■ Work required
Among the records below, find the lines that hold the word "building" and report how many there are, with no other words.

(Stored items from a collection)
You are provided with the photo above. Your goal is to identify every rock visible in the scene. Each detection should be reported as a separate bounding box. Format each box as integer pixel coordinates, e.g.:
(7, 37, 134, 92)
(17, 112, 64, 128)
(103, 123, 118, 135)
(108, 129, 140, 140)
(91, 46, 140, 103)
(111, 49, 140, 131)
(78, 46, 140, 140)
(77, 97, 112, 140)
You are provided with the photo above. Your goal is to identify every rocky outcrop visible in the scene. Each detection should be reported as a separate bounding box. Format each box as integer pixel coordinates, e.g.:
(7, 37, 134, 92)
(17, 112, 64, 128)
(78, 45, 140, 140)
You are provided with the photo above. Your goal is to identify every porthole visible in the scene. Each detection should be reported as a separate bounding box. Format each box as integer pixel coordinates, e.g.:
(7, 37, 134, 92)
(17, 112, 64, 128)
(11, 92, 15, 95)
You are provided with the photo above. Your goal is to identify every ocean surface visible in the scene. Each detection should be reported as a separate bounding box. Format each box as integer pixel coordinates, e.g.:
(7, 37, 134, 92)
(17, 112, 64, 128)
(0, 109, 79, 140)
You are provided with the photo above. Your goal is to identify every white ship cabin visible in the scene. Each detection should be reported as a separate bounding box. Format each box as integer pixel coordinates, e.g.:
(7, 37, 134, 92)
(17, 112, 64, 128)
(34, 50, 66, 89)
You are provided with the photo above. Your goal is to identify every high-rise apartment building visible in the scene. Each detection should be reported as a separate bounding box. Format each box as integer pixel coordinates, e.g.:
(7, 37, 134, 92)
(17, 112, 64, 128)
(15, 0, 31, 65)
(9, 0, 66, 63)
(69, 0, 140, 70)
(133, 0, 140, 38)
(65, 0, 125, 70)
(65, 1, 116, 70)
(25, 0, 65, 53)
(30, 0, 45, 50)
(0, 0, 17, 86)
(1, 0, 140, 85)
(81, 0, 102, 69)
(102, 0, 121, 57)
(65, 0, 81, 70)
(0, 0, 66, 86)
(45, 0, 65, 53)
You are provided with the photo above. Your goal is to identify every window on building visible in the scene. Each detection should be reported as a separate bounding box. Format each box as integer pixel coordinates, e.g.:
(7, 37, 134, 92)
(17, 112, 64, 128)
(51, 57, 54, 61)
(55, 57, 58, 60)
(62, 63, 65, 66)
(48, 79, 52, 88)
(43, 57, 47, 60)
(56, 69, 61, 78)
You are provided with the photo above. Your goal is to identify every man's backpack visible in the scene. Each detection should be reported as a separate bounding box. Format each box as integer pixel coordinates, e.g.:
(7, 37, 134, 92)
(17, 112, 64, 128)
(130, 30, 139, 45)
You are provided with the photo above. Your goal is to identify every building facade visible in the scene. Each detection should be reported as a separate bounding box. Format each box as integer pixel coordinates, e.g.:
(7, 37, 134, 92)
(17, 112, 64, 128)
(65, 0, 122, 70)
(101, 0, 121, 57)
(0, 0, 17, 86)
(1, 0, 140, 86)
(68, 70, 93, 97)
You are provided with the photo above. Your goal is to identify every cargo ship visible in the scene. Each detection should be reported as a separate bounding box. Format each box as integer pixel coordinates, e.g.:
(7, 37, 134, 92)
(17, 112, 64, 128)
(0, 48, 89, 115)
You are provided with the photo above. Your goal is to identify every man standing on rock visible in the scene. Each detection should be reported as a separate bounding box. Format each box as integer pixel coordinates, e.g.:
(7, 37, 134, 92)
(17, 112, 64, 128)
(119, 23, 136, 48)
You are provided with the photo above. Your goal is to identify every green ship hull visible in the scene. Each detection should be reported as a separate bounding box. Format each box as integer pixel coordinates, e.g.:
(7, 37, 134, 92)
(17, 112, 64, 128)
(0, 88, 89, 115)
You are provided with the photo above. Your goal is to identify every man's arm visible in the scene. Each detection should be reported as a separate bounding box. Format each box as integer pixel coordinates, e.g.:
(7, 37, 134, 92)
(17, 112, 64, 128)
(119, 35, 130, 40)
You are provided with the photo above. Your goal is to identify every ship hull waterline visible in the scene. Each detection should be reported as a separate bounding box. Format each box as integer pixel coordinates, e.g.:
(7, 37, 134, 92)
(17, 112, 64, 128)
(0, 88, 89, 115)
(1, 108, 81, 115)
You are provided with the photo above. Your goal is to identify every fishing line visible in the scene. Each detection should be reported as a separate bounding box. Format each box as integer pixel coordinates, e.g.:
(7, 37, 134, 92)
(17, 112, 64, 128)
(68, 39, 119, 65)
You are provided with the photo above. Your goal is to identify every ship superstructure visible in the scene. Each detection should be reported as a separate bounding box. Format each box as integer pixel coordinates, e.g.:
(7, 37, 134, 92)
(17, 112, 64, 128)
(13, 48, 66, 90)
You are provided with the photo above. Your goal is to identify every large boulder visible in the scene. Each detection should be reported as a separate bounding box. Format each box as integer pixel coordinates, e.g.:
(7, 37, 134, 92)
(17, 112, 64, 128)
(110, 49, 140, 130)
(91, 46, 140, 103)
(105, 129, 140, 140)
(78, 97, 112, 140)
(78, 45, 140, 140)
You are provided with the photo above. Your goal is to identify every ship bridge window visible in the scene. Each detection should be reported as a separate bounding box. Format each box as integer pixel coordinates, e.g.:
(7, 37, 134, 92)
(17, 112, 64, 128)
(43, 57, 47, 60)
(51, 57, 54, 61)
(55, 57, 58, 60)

■ Answer to this problem
3